* [Article]:
[START]

3. **Integration pattern selection** (CNCF cloud-native patterns https://www.cncf.io/ accessed 2025-10-25T21:30:36-04:00):
   * **Cloud-agnostic abstraction layer**:
     - **Infrastructure as Code**: Terraform/Pulumi for multi-cloud provisioning (not CloudFormation/ARM/Deployment Manager)
     - **Orchestration**: Kubernetes (EKS/AKS/GKE) for workload portability
     - **Service mesh**: Istio/Linkerd for cross-cloud service discovery and mTLS
   * **Data integration**:
     - **Replication**: Bidirectional (active-active) vs unidirectional (DR)
     - **Event streaming**: Kafka (self-managed) or Confluent Cloud (multi-cloud SaaS)
     - **ETL/ELT**: Airbyte, Fivetran for cross-cloud data pipelines
   * **Identity federation**:
     - **SAML/OIDC**: Single sign-on across AWS (IAM Identity Center), Azure (Entra ID), GCP (Cloud Identity)
     - **Workload identity**: SPIFFE/SPIRE for zero-trust service authentication
   * **Network connectivity**:
     - **VPN**: Site-to-site IPSec for low-bandwidth (<1Gbps)
     - **Direct connect**: AWS Direct Connect, Azure ExpressRoute, GCP Interconnect for high-bandwidth (1-100Gbps)
     - **SD-WAN**: Multi-cloud overlay network (Cisco Viptela, VMware VeloCloud)

4. **Vendor lock-in mitigation** (https://buzzclan.com/cloud/vendor-lock-in/ accessed 2025-10-25T21:30:36-04:00):
   * **Data portability**: Use open formats (Parquet, Avro, ORC) not proprietary (DynamoDB format, Cosmos DB)
   * **API abstraction**: Abstract vendor-specific APIs (S3 SDK → MinIO-compatible API)
   * **Containerization**: Package workloads in OCI containers (not Lambda/Functions/Cloud Functions)
   * **Schema portability**: Use PostgreSQL/MySQL (available on all clouds) not Aurora/CosmosDB/Spanner
   * **Exit strategy**: Test restore/migration quarterly; maintain cross-cloud DR every 6 months
   * **Top mitigation strategies** (accessed 2025-10-25T21:30:36-04:00):
     - Make informed decisions before vendor selection (66.4% organizations)
     - Maintain open environment for continuous competition (52.3%)
     - Use standard software components with proven interfaces (39.3%)

[END]

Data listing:

[START]

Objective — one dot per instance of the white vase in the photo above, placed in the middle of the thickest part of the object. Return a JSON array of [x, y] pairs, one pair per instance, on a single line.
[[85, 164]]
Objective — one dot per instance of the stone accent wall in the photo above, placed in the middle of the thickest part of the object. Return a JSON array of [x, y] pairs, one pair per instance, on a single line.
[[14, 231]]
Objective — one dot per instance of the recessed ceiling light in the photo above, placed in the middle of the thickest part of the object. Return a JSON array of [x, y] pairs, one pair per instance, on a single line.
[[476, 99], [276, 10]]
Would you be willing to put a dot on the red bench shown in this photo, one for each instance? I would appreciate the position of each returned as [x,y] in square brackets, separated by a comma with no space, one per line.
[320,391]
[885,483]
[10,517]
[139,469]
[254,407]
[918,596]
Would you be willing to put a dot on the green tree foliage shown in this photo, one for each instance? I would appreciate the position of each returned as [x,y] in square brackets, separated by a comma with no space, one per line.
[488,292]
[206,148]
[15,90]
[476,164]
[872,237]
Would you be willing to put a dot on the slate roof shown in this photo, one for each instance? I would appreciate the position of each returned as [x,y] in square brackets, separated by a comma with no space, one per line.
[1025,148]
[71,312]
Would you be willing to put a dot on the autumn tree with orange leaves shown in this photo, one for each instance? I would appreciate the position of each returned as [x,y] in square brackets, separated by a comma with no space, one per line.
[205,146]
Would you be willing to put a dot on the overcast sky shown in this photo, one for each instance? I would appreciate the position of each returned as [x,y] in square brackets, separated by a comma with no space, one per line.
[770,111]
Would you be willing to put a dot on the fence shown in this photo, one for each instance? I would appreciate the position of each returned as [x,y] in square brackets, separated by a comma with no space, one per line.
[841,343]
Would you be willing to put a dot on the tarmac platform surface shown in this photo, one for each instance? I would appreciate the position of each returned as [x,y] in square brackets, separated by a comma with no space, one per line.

[END]

* [Actions to take]:
- a) Answer these questions about the text on multi-cloud integration and vendor lock-in, giving one short answer per line.
(i) Which tools does it name for cross-cloud service discovery and mTLS?
(ii) What bandwidth range does it give for direct connect options?
(iii) What share of organizations does it report for making informed decisions before vendor selection?
- b) Continue the text on multi-cloud integration and vendor lock-in from where it stops.

* [Answers per task]:
- a)
(i) Istio/Linkerd
(ii) 1-100Gbps
(iii) 66.4%

- b)
5. **Generate deliverables**:
   * **Vendor comparison matrix**: JSON with vendor, service, score (0-10), justification
   * **TCO spreadsheet schema**: Columns: vendor, category, unit_cost, quantity, subtotal, 3yr/5yr/7yr totals
   * **Architecture diagram**: Text-based (PlantUML/Mermaid) showing cloud boundaries, integration points, data flows
   * **Migration roadmap**: Phases (assess → pilot → migrate → optimize), duration, dependencies, rollback plan

**Output**: Complete multi-cloud strategy package (vendor matrix, TCO analysis, architecture, roadmap)

### T3: Deep Analysis (Out of Scope for T2)

T3 tier not implemented. For deep dives:
* **Cost optimization** → invoke finops-cost-analyzer
* **Security hardening** → invoke security-assessment-framework with security-zerotrust-architect
* **Kubernetes federation** → invoke cloud-native-deployment-orchestrator

## Decision Rules

1. **Vendor selection threshold**:
   * Score delta <10% → **tie** → select by strategic fit (existing skills, partnerships)
   * Score delta 10-30% → **slight preference** → validate with pilot
   * Score delta >30% → **clear winner** → proceed with confidence

2. **Multi-cloud vs hybrid**:
   * If compliance requires data residency → **hybrid** (on-prem + cloud)
   * If workload portability >70% → **multi-cloud** (2+ public clouds)
   * If vendor diversification risk mitigation → **multi-cloud**
   * Else → **single-cloud** (simplicity wins)

3. **TCO ambiguity handling**:
   * If egress costs >30% of total → flag for optimization (CDN, regional caching)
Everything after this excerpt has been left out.